WHAT IS NEEDED =>
Arrange every line of the records below as a Markdown table with two columns, Row and Text. Number the lines in order and omit the blank ones.

☆ ☆ ☆

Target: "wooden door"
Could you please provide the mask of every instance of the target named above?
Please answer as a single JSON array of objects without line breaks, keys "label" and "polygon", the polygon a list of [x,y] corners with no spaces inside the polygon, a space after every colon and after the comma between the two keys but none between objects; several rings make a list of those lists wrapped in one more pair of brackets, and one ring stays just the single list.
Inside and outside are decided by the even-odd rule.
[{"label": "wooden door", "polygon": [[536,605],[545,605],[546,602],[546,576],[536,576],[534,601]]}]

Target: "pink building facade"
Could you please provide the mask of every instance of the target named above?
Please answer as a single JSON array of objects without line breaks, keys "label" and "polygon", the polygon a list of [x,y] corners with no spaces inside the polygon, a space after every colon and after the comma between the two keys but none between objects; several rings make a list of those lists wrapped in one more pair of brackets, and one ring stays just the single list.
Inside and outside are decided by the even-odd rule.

☆ ☆ ☆

WRITTEN ANSWER =>
| Row | Text |
|---|---|
| 1 | Target: "wooden door" |
| 2 | Could you please provide the mask of every instance of the target named above? |
| 3 | Please answer as a single JSON array of objects without line breaks, keys "label" and "polygon", the polygon a list of [x,y] corners with no spaces inside the polygon, a space after every colon and after the comma between the two keys but none between objects; several rings make a list of those lists wrapped in one more pair of brackets, and one ring stays just the single list. |
| 4 | Inside and outside are decided by the even-odd rule. |
| 5 | [{"label": "wooden door", "polygon": [[536,605],[545,605],[546,602],[546,576],[536,576],[534,601]]}] |
| 6 | Target: "pink building facade" |
| 7 | Could you please provide the mask of every instance of the target named above? |
| 8 | Please answer as a single JSON array of objects without line breaks, keys "label" and "polygon", the polygon a list of [x,y] corners with no spaces inside the polygon, a space after every colon and after the comma between the two keys but none between objects; several rings make a list of those lists wrapped in one more pair of brackets, and one ring stays just the single list. |
| 9 | Inside and outside are decided by the even-odd rule. |